* Your goal *
Search each line of the data for the word "below"; copy every line where it is found.

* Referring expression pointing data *
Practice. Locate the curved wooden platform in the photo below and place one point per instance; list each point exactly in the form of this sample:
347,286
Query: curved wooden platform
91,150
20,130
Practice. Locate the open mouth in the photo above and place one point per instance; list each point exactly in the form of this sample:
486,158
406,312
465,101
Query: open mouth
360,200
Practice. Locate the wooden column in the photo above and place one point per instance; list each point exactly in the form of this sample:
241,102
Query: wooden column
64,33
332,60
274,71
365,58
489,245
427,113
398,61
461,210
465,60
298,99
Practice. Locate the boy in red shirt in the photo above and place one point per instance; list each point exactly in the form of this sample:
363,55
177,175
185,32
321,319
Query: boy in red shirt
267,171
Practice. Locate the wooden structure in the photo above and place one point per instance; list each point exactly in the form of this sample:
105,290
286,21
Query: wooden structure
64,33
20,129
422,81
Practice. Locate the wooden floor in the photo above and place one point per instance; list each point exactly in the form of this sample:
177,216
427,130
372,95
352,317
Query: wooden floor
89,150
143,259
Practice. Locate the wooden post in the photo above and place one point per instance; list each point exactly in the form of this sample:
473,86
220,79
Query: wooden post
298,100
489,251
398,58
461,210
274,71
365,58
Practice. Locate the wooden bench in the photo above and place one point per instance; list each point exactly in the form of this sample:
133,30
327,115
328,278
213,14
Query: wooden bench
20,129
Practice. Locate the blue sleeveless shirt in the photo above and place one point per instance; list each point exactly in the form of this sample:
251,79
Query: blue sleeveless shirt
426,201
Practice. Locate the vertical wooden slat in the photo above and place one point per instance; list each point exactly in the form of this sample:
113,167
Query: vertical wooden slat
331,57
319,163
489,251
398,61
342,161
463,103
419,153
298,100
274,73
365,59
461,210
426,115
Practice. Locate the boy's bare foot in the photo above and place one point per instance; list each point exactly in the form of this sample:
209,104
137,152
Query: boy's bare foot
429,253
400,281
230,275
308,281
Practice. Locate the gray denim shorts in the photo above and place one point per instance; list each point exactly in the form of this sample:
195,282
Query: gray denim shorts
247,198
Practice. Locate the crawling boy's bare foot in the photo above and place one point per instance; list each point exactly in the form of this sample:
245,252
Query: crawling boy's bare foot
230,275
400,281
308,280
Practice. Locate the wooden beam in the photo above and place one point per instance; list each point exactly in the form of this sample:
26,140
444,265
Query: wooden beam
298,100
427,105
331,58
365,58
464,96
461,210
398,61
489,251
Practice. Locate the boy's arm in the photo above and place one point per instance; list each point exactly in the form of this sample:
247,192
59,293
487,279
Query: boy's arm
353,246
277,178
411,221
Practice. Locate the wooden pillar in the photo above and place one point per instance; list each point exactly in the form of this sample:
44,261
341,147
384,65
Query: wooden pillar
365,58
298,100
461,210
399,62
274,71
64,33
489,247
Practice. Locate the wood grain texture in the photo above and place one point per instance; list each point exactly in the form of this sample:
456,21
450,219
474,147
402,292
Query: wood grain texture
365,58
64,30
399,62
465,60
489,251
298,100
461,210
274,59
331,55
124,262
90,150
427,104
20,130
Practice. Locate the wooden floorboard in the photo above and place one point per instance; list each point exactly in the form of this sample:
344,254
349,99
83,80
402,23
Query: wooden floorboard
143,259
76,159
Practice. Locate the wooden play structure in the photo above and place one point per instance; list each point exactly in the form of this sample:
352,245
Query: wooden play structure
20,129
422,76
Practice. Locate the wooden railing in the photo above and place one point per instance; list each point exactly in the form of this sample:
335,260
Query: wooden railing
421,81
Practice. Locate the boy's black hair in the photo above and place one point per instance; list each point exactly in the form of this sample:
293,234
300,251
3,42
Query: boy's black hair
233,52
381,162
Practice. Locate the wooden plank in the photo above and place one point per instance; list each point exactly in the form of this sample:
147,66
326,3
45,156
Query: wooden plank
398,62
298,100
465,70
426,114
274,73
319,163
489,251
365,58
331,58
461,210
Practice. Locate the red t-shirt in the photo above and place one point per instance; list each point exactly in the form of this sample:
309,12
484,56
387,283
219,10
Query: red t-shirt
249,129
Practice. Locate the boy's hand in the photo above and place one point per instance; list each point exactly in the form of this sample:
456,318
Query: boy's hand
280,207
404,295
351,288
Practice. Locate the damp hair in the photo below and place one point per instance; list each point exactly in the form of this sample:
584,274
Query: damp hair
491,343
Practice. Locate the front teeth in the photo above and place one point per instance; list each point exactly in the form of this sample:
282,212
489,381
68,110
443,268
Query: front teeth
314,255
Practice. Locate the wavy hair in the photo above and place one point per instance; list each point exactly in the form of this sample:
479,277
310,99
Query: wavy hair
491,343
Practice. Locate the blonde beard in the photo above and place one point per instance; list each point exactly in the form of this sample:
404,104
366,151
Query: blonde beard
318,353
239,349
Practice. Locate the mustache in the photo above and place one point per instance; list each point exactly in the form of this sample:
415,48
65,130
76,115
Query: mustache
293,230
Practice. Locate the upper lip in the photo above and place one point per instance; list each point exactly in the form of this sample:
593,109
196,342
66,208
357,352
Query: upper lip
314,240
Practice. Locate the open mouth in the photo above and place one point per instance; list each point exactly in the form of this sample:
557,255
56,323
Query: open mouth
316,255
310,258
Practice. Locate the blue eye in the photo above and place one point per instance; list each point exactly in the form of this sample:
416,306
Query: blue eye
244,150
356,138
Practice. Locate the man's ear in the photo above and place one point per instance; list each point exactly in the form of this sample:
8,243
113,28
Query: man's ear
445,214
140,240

* Exercise result *
Practice. Locate the curved wooden platform in the photo below and place one point per instance; list each point exactly in the form of this sample:
Practice. Locate the damp hair in the photo below and place one point per instance; list each point exactly in the form of this sample:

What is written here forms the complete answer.